TASK
Nothing but the exact lines from the one containing "Give one point for each instance of the herd" through the last line of the records below belongs in your answer.
:::::
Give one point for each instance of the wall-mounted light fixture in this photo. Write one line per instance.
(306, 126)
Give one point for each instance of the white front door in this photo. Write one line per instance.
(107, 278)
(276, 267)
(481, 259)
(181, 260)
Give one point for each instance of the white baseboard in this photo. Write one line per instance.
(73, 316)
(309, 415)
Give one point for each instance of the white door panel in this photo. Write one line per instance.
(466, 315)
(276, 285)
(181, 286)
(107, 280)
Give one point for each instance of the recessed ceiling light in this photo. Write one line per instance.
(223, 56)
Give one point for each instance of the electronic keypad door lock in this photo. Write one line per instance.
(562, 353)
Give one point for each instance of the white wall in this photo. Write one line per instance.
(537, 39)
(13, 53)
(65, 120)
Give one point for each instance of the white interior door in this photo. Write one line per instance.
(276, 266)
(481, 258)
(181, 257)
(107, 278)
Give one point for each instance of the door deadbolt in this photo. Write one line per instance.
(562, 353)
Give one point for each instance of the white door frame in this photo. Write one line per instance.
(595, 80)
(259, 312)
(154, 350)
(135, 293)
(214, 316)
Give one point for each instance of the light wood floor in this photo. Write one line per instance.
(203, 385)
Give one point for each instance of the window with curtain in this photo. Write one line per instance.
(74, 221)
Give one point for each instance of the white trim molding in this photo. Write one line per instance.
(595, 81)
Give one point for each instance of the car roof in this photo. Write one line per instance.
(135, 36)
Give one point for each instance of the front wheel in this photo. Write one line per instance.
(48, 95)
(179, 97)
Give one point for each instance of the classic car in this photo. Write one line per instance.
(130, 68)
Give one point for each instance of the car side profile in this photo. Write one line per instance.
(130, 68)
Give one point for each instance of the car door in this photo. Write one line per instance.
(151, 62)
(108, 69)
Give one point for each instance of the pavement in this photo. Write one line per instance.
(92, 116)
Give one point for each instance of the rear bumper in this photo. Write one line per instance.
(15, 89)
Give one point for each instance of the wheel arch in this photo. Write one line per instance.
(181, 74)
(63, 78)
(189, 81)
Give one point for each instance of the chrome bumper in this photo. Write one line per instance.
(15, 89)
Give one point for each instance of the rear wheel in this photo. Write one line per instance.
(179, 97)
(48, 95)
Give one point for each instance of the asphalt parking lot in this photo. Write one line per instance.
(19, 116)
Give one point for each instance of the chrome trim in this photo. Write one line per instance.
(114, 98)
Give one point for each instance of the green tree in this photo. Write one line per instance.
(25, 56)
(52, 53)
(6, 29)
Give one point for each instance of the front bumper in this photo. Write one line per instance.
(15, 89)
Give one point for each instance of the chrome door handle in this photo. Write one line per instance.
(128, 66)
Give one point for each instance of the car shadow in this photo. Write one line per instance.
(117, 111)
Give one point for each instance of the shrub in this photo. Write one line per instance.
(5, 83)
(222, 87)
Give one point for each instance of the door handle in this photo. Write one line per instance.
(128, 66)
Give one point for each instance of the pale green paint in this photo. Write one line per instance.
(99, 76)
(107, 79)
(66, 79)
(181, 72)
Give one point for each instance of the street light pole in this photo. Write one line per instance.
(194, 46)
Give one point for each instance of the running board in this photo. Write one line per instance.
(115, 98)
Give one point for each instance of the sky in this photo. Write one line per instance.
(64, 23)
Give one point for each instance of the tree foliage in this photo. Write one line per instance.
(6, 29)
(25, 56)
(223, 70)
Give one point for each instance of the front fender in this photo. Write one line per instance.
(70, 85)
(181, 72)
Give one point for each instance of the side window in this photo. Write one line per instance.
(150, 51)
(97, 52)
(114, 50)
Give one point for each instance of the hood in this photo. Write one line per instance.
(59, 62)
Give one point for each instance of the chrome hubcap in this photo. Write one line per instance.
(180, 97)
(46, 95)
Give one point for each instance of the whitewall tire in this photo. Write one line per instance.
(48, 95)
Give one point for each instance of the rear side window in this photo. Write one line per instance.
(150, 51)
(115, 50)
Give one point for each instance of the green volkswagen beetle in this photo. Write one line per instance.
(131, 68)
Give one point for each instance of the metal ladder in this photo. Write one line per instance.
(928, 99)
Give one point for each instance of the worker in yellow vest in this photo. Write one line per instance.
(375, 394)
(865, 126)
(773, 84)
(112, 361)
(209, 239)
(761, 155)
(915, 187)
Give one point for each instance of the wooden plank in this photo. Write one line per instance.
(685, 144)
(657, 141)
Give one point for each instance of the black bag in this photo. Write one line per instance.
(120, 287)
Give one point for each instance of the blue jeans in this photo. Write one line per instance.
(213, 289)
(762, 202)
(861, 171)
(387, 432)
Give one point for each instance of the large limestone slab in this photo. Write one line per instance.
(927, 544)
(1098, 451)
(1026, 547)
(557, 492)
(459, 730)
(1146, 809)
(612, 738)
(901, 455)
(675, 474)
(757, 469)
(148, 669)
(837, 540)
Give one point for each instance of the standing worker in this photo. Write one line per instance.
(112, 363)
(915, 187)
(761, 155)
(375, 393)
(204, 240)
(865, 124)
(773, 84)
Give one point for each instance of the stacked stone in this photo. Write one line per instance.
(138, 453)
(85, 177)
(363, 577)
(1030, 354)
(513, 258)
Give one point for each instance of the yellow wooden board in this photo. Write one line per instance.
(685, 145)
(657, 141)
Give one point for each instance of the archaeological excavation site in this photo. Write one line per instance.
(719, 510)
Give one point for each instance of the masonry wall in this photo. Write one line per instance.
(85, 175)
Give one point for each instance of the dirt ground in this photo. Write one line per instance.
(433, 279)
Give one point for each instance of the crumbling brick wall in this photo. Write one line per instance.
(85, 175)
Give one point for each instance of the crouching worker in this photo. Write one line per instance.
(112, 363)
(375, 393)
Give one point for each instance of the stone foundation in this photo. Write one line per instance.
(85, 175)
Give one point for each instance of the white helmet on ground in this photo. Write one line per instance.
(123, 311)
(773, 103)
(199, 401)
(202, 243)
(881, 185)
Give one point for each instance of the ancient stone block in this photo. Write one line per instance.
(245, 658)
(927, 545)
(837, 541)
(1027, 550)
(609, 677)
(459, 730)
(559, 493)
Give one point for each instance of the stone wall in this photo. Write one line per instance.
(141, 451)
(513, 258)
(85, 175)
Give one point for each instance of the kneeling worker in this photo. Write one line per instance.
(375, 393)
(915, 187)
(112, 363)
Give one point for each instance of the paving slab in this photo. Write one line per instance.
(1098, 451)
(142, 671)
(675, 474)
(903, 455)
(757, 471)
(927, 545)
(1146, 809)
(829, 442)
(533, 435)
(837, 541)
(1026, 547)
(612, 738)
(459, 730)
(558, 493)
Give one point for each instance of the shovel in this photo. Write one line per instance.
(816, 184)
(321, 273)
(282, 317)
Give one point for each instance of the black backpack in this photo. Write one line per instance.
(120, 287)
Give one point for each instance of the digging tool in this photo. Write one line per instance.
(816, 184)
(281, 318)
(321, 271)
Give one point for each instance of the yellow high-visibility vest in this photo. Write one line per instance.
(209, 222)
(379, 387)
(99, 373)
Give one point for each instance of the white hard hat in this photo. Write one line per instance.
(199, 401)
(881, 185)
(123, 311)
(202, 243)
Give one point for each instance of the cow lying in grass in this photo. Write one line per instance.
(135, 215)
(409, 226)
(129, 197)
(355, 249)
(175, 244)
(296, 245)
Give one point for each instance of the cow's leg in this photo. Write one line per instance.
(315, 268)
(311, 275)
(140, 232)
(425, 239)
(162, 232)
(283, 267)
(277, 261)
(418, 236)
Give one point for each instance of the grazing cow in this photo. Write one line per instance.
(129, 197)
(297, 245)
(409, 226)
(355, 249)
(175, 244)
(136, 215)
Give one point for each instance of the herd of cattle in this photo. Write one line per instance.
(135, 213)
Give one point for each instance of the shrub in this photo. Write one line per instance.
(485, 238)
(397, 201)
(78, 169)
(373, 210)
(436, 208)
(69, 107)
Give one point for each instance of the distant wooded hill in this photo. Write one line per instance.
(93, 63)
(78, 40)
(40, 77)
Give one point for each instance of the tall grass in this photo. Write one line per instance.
:::::
WRITTEN SOLUTION
Give one point for each instance of the herd of cattle in this photo. Write one line per instance.
(135, 213)
Give one point for each instance of the shrub in this photo. Write one line per instance.
(485, 238)
(397, 201)
(78, 169)
(373, 210)
(436, 208)
(69, 107)
Give one point for each instance of the distant wooded hill in this photo. Write one line per instance.
(93, 63)
(78, 40)
(40, 77)
Give one point for each instance of the tall grass in this photo. Write one line per instance.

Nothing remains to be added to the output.